[What to do]:
Please rewrite the records below, swapping each "Query" for "Target" and keeping everything else the same.

[Dataset excerpts]:
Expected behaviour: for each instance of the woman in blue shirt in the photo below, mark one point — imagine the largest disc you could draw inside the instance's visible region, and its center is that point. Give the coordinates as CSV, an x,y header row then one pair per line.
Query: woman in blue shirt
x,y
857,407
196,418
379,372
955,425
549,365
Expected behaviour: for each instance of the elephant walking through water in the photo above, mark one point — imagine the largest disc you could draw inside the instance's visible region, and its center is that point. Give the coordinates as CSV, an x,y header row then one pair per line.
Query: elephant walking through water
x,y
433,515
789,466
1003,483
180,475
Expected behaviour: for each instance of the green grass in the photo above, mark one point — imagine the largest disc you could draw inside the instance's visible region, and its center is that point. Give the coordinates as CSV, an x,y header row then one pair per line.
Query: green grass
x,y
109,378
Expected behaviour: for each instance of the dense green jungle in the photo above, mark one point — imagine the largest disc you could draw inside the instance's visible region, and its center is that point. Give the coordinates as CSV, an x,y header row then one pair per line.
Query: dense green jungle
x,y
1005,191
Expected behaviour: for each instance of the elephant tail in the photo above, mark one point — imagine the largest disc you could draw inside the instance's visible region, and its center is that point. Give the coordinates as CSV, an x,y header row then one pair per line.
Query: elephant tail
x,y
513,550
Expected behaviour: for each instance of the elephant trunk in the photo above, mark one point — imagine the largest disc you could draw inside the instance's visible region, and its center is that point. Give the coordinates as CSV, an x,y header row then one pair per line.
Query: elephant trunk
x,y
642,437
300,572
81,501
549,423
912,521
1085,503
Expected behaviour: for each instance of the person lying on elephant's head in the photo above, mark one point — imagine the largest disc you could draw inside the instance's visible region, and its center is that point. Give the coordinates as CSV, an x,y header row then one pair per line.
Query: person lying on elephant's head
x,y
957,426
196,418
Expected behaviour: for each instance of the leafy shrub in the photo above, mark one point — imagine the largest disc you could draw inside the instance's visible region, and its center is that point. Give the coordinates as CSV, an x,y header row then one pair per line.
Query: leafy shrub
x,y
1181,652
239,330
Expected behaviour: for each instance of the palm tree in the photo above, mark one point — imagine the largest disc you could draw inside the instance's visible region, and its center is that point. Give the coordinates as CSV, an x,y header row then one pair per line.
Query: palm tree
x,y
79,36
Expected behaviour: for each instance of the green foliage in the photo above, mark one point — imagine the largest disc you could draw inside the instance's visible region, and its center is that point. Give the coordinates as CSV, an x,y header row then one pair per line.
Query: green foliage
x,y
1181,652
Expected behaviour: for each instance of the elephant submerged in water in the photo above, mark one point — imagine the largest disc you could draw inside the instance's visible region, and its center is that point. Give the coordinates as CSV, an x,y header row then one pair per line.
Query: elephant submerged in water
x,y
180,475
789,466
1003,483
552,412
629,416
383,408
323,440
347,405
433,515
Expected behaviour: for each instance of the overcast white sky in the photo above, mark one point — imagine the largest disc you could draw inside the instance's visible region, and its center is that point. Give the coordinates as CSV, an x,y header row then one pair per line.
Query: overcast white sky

[Result of this task]:
Expected behaviour: for each instance of the woman in blue shirt in the photo below, mark one point — imagine the largest disc you could draw inside the instance's visible region, and its center is that point. Give the coordinates as CSV, an x,y header row then one pair per line.
Target: woman in blue shirt
x,y
857,407
196,418
379,372
955,425
549,365
Expected behaviour: for each instance of the elephant walking through water in the photo above, mark one point — imagine the largest disc you could draw inside the instance's visible region, and its center is that point. Give the coordinates as CSV, an x,y header row then one pair per line.
Target: elephant walking through water
x,y
433,515
789,466
1003,483
180,475
Expected behaviour: for each instance of the green grass in the photo above, mark one point — imagine the largest disc you could draw inside the instance's visible region, and its center is that point. Give the coordinates as CSV, an x,y header row then one pair per line.
Target: green grass
x,y
109,378
Expected behaviour: for each instance of the dense green jungle in the photo above, mark one point — imagine the largest disc you could draw inside the instance's visible region, and its center is that point. Give the coordinates as CSV, an x,y header row then one pair per line.
Target: dense green jungle
x,y
1005,191
Expected behaviour: for each instance of the elephant tail in the photo above, mark one point — imagine the largest disc you could draw inside the instance's visible region, and its center is that point. Give the coordinates as CSV, an x,y header row then one pair per line.
Target: elephant tail
x,y
513,550
Expected behaviour: for each instance of the elephant trunk in the photo above, mark one point — imagine the largest disc you could draw inside the instance's visible region, and its center is that point. Give the coordinates as CSV, an x,y header row then one pair per line.
Target: elephant trunk
x,y
642,437
300,572
81,501
549,423
912,521
1085,503
Expected behaviour: for each instance of the person lying on elephant's head in the photo above, mark one point — imagine the largest disc you could draw inside the instance's visible region, and its center is that point. Give the coordinates as CSV, an x,y header row then one pair per line.
Target: person lying on elephant's head
x,y
957,426
196,418
Expected behaviour: for each instance of the leafy shrub in the photo above, mark one point — imagine the largest disc you could draw inside the instance's visible region, and its center is that point. Give the coordinates as CSV, an x,y header row then one pair per line.
Target: leafy shrub
x,y
1181,652
239,330
Expected behaviour: for each instance of the palm tree in the photo above, mark one point — imagine the largest disc you could draw inside the instance's visible region, and its center is that point. Give the coordinates as CSV, an x,y header row then one pair per line.
Target: palm tree
x,y
79,36
Expected behaviour: for each instance of the green foliage in the photo above, mark one point — imagine the largest disc you could draw inside the instance's visible region, and its center is that point. Give the coordinates as CSV, an x,y header row then one pair per line.
Target: green foliage
x,y
1181,652
Expected behaviour: for each instance of the elephant submerged in water in the photo above, mark one point — imagine the largest disc you could draw inside the instance's visible region, and its center is that point. Give the coordinates as CSV, an x,y header row then one pair per line.
Target: elephant submerged in water
x,y
180,475
789,466
1003,483
552,412
629,416
383,408
323,440
347,405
433,515
Expected behaviour: for each instance of the overcast white sky in the photo above, mark one point — imagine the largest disc you could draw inside the instance's visible region, and its center is that point. Give the coordinates as CSV, an x,y header row then one pair per line.
Target: overcast white sky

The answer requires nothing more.